● EXERCISE A: Reproduce the passage on investing savings between "Right now I" and "to the economy.", inclusive.

[[ SUPPLIED PASSAGE, beginning ]]

That said, I am trying to change that, and I'd like to take a few grand of my savings and put them to better work.
If you had ~$3,000 right now that you could use to try and get a better than 3.8% return from, what would you do with it?
Right now I can get 4.10% from a 9 month CD. I could, in theory, invest it, but I have some concerns about the economic fundamentals of the market right now.
Any advice would be appreciated.
Buy VTI with all of it as soon as you can. You should own assets, not dollars, unless you think the USD is going to deflate meaningfully in your lifetime.
People have been saying this since the instant the major indexes broke through the dot-com highs in 2013 or so. I (and many others!) have more than tripled what I socked away during the 2016 election cycle when others who are too smart for their own good were concerned about what Trump would do to the economy.
My sister sold everything in November 2016 and she is much poorer for it.

[[ SUPPLIED PASSAGE, end ]]
[[ THE DATA, beginning ]]

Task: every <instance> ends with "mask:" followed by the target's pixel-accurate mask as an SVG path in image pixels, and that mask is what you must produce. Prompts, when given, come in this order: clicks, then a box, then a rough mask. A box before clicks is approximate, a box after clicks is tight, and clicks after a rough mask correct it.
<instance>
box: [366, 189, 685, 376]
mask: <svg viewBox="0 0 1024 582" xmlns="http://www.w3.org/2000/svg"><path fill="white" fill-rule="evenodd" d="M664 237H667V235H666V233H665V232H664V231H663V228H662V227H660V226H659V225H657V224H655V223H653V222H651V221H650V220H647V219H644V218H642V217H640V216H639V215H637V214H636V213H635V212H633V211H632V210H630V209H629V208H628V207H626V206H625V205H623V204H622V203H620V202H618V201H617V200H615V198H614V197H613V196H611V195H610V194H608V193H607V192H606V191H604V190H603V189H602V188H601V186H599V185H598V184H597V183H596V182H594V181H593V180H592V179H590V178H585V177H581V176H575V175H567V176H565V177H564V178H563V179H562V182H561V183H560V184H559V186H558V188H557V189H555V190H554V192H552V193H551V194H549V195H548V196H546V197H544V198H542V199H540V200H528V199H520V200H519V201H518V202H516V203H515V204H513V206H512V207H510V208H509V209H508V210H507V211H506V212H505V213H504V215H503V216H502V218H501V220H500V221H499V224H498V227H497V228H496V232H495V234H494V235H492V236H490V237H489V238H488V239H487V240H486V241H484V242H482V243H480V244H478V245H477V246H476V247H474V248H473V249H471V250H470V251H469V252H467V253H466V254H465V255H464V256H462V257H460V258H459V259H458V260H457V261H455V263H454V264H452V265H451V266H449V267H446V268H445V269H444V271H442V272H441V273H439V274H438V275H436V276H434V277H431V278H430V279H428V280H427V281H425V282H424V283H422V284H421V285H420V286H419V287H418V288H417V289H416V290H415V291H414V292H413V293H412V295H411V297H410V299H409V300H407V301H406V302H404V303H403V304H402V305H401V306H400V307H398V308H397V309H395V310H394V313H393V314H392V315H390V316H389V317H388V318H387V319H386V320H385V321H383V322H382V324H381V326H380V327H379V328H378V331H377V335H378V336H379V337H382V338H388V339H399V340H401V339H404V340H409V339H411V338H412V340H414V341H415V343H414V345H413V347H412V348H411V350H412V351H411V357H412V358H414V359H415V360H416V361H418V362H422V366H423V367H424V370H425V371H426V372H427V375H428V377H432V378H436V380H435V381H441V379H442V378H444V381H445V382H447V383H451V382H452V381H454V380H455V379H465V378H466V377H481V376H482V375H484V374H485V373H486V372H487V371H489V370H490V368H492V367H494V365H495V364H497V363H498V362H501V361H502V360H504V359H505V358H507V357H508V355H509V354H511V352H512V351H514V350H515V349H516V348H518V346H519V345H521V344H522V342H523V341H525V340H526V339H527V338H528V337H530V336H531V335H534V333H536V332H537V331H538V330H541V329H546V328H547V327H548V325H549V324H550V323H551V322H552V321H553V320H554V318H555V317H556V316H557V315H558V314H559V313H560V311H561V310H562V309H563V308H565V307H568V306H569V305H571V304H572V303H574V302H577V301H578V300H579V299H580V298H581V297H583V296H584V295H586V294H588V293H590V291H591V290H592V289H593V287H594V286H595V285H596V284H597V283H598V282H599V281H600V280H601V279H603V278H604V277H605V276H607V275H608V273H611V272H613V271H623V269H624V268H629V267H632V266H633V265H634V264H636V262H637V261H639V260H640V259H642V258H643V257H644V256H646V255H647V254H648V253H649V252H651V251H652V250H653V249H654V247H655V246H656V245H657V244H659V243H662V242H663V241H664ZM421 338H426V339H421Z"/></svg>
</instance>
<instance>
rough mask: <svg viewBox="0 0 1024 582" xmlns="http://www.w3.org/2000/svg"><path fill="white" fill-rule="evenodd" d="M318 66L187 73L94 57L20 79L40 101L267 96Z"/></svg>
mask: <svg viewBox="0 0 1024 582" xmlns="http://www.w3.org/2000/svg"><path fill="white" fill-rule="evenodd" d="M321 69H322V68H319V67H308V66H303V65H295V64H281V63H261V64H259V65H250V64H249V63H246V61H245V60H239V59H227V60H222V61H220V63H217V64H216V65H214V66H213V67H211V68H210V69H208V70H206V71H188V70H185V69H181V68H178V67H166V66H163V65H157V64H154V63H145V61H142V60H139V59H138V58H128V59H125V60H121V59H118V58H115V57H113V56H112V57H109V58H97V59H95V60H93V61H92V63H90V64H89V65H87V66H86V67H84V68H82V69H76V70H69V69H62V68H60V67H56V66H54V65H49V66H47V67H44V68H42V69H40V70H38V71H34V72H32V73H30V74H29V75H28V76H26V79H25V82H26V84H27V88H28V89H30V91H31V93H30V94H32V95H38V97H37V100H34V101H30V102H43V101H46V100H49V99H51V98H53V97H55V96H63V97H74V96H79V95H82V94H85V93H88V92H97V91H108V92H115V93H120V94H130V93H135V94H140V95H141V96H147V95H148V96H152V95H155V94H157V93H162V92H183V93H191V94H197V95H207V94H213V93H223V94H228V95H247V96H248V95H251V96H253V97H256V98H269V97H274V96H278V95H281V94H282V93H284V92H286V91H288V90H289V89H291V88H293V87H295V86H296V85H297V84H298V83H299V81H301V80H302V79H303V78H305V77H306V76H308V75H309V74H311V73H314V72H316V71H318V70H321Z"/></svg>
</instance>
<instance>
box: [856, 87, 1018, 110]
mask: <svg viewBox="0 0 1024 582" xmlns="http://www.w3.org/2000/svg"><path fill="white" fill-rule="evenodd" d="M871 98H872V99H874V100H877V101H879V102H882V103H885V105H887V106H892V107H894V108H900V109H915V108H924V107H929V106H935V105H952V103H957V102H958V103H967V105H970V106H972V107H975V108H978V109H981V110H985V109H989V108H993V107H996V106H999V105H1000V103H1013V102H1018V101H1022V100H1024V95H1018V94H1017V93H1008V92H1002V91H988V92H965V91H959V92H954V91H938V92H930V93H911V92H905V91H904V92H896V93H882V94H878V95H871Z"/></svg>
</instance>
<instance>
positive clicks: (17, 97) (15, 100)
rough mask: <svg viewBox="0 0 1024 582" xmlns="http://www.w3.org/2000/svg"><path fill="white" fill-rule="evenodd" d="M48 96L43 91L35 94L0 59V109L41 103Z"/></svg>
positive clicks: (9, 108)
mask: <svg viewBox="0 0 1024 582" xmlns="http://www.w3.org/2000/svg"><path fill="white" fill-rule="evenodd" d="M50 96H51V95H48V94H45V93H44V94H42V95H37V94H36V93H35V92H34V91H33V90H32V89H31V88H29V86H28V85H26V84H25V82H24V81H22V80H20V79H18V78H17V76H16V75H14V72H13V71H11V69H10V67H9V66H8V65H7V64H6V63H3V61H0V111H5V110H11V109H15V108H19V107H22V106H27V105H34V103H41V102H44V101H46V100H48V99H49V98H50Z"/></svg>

[[ THE DATA, end ]]

● EXERCISE B: Switch every "clicks" to "taps" in the rows from their first line through the line containing "box: [366, 189, 685, 376]", inclusive, leaving everything else unchanged. Return only those lines.

● TASK OUTPUT A:
Right now I can get 4.10% from a 9 month CD. I could, in theory, invest it, but I have some concerns about the economic fundamentals of the market right now.
Any advice would be appreciated.
Buy VTI with all of it as soon as you can. You should own assets, not dollars, unless you think the USD is going to deflate meaningfully in your lifetime.
People have been saying this since the instant the major indexes broke through the dot-com highs in 2013 or so. I (and many others!) have more than tripled what I socked away during the 2016 election cycle when others who are too smart for their own good were concerned about what Trump would do to the economy.

● TASK OUTPUT B:
Task: every <instance> ends with "mask:" followed by the target's pixel-accurate mask as an SVG path in image pixels, and that mask is what you must produce. Prompts, when given, come in this order: taps, then a box, then a rough mask. A box before taps is approximate, a box after taps is tight, and taps after a rough mask correct it.
<instance>
box: [366, 189, 685, 376]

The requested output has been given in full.